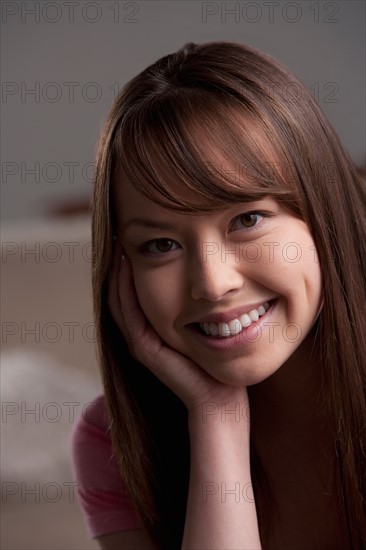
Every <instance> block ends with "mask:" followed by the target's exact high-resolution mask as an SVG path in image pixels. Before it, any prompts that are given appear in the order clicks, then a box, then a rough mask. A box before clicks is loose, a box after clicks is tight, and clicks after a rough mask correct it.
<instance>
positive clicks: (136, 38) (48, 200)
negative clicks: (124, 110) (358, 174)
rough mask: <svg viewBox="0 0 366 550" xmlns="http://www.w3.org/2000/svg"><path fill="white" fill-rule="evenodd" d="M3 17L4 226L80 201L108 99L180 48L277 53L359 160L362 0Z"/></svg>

━━━━

ASSIGNMENT:
The output is to be the material in full and unaltered, with pictures omitted.

PROBLEM SOLUTION:
Every <instance> block ends with "mask:" followed by the target's exact high-resolution mask as an SVG path in image pixels. Before it, any prompts that are given appear in the order clicks, then a box, then a rough mask. A box before clicks is loose, a box after clicks is tight, and clicks after a rough mask correct it.
<instance>
positive clicks: (136, 38) (48, 200)
negative clicks: (124, 110) (358, 174)
rough mask: <svg viewBox="0 0 366 550" xmlns="http://www.w3.org/2000/svg"><path fill="white" fill-rule="evenodd" d="M3 17L4 226L80 201L108 99L180 48L277 53L359 160L362 0Z"/></svg>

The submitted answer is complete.